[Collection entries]
== == ==

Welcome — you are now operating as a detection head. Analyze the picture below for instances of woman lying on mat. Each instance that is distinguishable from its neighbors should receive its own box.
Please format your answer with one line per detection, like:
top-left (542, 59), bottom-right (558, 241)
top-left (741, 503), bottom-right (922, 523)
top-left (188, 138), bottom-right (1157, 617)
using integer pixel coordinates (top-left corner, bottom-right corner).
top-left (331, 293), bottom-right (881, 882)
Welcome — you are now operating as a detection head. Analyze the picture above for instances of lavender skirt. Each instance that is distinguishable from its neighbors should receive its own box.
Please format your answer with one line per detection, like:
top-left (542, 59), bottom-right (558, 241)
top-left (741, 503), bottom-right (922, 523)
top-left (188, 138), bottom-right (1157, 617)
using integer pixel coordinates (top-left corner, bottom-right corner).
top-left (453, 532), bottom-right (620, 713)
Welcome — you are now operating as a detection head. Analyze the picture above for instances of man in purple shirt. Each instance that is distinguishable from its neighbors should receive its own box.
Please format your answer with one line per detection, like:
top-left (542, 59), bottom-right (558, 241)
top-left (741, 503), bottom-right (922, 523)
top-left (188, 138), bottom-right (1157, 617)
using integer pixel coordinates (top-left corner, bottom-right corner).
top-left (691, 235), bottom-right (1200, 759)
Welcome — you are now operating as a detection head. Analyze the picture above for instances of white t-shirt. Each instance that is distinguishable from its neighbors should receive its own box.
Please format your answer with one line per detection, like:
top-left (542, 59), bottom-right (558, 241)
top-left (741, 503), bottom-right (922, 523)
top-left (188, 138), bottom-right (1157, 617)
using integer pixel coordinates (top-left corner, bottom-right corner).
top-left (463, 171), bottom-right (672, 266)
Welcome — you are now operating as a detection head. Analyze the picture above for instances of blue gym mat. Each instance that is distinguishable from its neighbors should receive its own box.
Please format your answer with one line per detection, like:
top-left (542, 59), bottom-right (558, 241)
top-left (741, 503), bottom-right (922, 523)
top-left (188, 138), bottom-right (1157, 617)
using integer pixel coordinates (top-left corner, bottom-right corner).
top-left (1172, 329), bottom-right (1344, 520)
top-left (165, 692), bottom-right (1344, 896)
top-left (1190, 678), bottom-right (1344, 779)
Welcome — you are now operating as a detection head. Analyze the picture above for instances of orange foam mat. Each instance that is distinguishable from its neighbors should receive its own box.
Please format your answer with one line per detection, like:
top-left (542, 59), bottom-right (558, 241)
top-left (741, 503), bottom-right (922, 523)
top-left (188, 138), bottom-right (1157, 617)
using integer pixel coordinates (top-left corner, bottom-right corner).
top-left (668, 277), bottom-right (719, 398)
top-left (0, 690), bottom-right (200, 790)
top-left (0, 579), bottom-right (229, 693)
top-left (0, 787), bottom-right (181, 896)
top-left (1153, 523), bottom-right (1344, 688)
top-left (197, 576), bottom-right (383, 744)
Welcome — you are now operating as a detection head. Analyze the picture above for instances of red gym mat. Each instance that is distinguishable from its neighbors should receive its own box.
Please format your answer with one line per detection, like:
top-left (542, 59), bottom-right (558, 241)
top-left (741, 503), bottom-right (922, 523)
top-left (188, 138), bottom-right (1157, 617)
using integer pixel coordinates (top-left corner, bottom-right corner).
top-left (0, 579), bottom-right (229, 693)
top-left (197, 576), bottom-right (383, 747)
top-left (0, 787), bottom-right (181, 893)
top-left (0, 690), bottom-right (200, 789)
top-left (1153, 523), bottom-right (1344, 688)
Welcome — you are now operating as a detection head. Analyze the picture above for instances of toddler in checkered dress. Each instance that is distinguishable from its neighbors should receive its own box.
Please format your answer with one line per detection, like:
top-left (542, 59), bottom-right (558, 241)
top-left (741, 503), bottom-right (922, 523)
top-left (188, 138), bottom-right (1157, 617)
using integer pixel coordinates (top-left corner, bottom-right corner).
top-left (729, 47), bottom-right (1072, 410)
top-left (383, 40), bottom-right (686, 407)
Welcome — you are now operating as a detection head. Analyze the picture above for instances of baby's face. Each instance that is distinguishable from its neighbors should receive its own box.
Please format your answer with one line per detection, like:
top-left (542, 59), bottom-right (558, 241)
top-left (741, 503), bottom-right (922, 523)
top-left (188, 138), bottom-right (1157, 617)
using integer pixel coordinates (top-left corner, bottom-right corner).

== == ==

**INSTRUCTIONS TO FOLLOW**
Starting at the line containing "instances of lavender" and ending at the line containing "top-left (453, 532), bottom-right (620, 713)", write those listing lines out again with the requests included, shifting every coordinate in the answers by adding 17.

**RESULT OF THE TASK**
Welcome — you are now operating as a detection head. Analyze the picture above for instances of lavender skirt. Each instance that is distinguishable from its neighbors should receive its own box.
Please format your answer with one line per detection, like:
top-left (542, 59), bottom-right (558, 241)
top-left (741, 503), bottom-right (922, 523)
top-left (188, 138), bottom-right (1157, 617)
using integer pixel coordinates (top-left corner, bottom-right corner).
top-left (470, 549), bottom-right (637, 730)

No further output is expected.